**Instructions to follow:**
Please print every record below exactly as it appears.

**Records:**
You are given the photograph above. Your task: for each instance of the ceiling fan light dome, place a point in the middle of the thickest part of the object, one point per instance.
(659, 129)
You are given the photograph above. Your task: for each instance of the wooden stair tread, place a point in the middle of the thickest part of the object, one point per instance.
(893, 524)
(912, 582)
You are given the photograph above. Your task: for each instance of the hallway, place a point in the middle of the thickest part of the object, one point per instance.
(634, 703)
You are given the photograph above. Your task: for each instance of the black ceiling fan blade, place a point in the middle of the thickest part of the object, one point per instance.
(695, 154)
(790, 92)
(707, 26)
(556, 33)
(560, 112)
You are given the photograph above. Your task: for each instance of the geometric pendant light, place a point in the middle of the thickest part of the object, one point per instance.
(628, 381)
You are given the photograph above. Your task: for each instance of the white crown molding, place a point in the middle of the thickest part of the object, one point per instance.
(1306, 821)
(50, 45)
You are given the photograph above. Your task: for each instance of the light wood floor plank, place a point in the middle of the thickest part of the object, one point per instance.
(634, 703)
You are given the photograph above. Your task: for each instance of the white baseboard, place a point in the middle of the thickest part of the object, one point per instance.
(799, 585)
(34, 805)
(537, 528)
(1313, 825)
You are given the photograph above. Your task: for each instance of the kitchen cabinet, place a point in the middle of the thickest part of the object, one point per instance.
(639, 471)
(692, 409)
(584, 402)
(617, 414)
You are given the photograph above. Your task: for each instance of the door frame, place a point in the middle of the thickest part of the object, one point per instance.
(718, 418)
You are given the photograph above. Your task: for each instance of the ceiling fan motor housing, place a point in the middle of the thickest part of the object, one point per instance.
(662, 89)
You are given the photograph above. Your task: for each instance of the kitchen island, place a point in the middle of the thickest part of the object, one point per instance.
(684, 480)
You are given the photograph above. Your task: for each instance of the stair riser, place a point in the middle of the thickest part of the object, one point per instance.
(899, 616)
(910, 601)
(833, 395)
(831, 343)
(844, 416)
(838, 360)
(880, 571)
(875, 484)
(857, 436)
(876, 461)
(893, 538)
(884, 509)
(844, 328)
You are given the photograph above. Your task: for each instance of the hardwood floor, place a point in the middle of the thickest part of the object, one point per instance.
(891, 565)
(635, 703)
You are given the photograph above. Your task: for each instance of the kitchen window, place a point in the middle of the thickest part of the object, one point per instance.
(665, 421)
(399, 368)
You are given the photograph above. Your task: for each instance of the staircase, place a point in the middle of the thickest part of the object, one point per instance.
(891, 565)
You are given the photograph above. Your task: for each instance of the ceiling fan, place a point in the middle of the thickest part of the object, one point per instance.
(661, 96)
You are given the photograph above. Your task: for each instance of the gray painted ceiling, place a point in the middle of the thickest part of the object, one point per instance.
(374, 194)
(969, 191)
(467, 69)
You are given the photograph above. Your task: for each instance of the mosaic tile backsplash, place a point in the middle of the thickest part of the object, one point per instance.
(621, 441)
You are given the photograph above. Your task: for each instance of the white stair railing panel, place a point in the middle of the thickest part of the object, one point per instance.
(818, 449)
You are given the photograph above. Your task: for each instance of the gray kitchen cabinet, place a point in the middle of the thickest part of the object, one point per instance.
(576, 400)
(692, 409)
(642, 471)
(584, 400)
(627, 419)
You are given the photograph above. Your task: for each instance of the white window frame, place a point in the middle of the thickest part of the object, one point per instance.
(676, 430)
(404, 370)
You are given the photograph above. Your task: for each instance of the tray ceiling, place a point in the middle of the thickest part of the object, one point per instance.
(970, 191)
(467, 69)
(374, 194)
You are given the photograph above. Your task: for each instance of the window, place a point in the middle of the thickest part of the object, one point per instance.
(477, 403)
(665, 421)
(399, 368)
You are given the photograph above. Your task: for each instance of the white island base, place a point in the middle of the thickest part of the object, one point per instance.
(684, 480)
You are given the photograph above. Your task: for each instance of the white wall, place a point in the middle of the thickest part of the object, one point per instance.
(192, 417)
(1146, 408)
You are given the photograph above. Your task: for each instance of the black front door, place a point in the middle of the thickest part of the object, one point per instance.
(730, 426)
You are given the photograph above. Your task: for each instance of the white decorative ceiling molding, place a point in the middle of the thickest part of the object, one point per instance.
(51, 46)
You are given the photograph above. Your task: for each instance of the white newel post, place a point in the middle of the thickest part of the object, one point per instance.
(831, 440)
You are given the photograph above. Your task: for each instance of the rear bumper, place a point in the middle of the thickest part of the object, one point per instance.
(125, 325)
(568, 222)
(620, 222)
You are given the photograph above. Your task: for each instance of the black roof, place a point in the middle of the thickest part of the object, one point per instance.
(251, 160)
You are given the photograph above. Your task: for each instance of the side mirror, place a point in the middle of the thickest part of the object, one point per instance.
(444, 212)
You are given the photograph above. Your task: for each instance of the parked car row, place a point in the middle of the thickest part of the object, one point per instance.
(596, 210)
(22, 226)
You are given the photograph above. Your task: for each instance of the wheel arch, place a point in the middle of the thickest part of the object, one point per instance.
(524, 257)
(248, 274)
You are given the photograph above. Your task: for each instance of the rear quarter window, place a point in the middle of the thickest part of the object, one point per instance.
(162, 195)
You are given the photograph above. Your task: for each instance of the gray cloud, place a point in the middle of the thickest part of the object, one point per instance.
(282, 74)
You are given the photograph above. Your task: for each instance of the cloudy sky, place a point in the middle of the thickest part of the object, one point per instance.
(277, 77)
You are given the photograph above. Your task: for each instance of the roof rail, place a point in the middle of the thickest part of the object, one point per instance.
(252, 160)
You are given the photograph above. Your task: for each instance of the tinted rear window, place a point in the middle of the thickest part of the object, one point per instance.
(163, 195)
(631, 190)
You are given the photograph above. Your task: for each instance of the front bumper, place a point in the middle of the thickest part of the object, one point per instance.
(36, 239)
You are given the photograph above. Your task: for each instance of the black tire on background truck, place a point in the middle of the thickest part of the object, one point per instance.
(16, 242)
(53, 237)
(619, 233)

**Exercise solution:**
You are given the photograph above. Your task: for each instance of the ceiling fan light dome, place a point in the middle of the thickest part of the object, one point per instance.
(659, 129)
You are given the photograph above. Your task: for each instance of the wooden stair tread, place a point in the middle of the thickest part of the object, one point per instance.
(893, 524)
(912, 582)
You are given the photograph above. Your task: for each instance of the hallway, place a point in the middle of the thickest part of the object, one point per instance.
(634, 703)
You are given the photograph above. Your task: for each instance of the black ceiling fan blade, place a point in the middle of the thickest part of the object, one point per instance.
(695, 154)
(790, 92)
(707, 26)
(556, 33)
(560, 112)
You are given the photograph above. Your task: for each instance of the geometric pendant light, place a point in the middle of the thickest part of the object, one point per instance.
(628, 381)
You are given the photograph above. Your task: for each instance of the white crown molding, place a point in the middle of the thickest part of the object, one point per instance.
(1306, 821)
(50, 45)
You are given the photograph above. Your task: for each instance of the light wood floor plank, place a point in the middle of the thickest part of the object, one point per instance.
(634, 703)
You are given the photograph above. Your task: for each instance of the white baseboard, place a point in the middle of the thickest part of the object, one point per instance.
(799, 585)
(34, 805)
(537, 528)
(1313, 825)
You are given the photograph above. Your task: for each instance of the kitchen cabinet, place a point in the middle of the thickest part of the object, one point per instance.
(639, 471)
(692, 409)
(584, 402)
(617, 414)
You are given the photograph above. Your task: for each instance of the door frame, place a point in the middle of the thickest part of the object, one point per instance.
(718, 418)
You are given the photograph above. Your task: for each instance of the ceiling fan motor housing, place a point in the middle of the thickest part of the object, one point per instance.
(662, 89)
You are given the photograph above. Your task: for each instance of the kitchen island, place a point in the middle of the thickest part of the object, one point per instance.
(684, 480)
You are given the photograph above. Your task: for each instance of the stair riser, place a point in the middle of the thickest part of the object, one point per instance.
(899, 616)
(910, 601)
(833, 395)
(831, 343)
(844, 416)
(838, 360)
(880, 571)
(875, 484)
(857, 436)
(876, 461)
(893, 538)
(884, 509)
(844, 328)
You are given the photograph above. Your task: for each instance of the hardwood floor, place a point in the middle of the thickest part of the object, one point per instance.
(891, 565)
(635, 703)
You are given the photograph above. Your task: for each instance of the kitchen window, place a point in the middle of the thickest part of the object, one point per instance.
(665, 421)
(399, 368)
You are given the photograph above. Your task: for each instance of the staircase, place a point in the middle of the thickest part of the object, one point per instance.
(891, 565)
You are given the photograph above. Your task: for each instance of the ceiling fan, place a point in the middle of the thickest part of the object, one point per instance.
(661, 96)
You are given the photograph above. Your task: for each instance of the gray painted ceiling, place a point in the middle of the thickest part of the object, one point per instance.
(374, 194)
(969, 191)
(467, 69)
You are given the photograph above. Your task: for each instance of the mosaic tile backsplash, place a point in the middle of the thickest part of the object, one point per instance.
(621, 441)
You are given the photograph above. Your task: for each instance of the white stair railing panel, place a point in the middle of the thickest part of the object, one point per instance.
(818, 449)
You are given the photograph above. Your task: for each instance of the gray kitchen cabinet, place a point in the middle of the thickest part of the object, one point per instance.
(576, 400)
(692, 409)
(642, 471)
(584, 400)
(627, 419)
You are given the photograph above. Your task: for each instance of the white window frame, place a point in the middle of the thickest part of the object, one point per instance.
(676, 430)
(404, 370)
You are given the photograph above. Your task: for each instance of the tray ceiling, place a point in the middle of the thickest part of the object, one point per instance.
(970, 191)
(467, 69)
(374, 194)
You are given the photograph above. Your task: for each instance of the window, place a point in the middle of the thickest part of the object, one point per instance.
(477, 403)
(665, 421)
(399, 368)
You are given the photograph above. Your task: for each instance of the white island base, place a point in the middle of the thickest part of the object, one point per instance.
(684, 480)
You are given the photograph above. Your task: for each instance of the white wall, place a point in the middle of the thickest part of the object, one point per instance.
(192, 417)
(1146, 408)
You are given the photograph above. Your task: for each instance of the black front door, place a point in the middle of the thickest part of the object, one point per instance.
(730, 426)
You are given the photograph above. Your task: for each instance of the white decorative ceiling molding, place a point in the middle of the thickest part of the object, one point per instance.
(51, 46)
You are given the photograph above. Your task: for each instance of the white newel post, place a point in the middle of the thickest part of the object, one point per instance.
(831, 440)
You are given the photograph above. Your task: for each instance of the rear bumper, place a point in the middle of the thickest part of the object, one point per instance.
(125, 325)
(568, 222)
(620, 222)
You are given the photograph above. Your task: for each instance of the black roof, place a point in the middle of the thickest part of the object, one point per instance.
(251, 160)
You are given the photograph above. Your task: for each instance of the side mirror, place a point in the middle of the thickest part of the object, one point per instance.
(444, 212)
You are given the photograph above. Your task: for each instance of the parked car row, place a point in the middle of the thickest part of the object, one point per instance.
(596, 210)
(22, 226)
You are given the photograph above. Your task: for each instance of the wheel arch, place a point in the middle of the thickest part of the object, one point per instance.
(524, 257)
(248, 274)
You are given the photograph above. Your task: for each instance of the rear quarter window, place a point in the middle of the thickest part of the object, one point per instance.
(162, 195)
You are given the photograph above. Your task: for each instance of the gray cloud, place a point in the middle of the thickest part of the object, one point per instance.
(282, 74)
You are given the photograph above. Your task: for each instance of the cloudy sky, place a point in the middle of the thickest part of the object, one point per instance.
(277, 77)
You are given the photograph above. Your task: for each instance of the roof rail, place a point in the middle of the thickest part of the object, one point per instance.
(252, 160)
You are given the photograph above. Your task: for each instance of the tinted rear window, place a point in the middle of the thickest part of the object, one point per instance.
(163, 195)
(631, 190)
You are given the photograph above. Your task: for each instance of the front bumper, place a point in the middle of the thickest part of the object, one point per instance.
(36, 239)
You are given the photograph above. Your task: for each instance of the black tire on background truck, place a point in the middle of the thickest part of the object, one point per instance.
(16, 242)
(53, 237)
(619, 233)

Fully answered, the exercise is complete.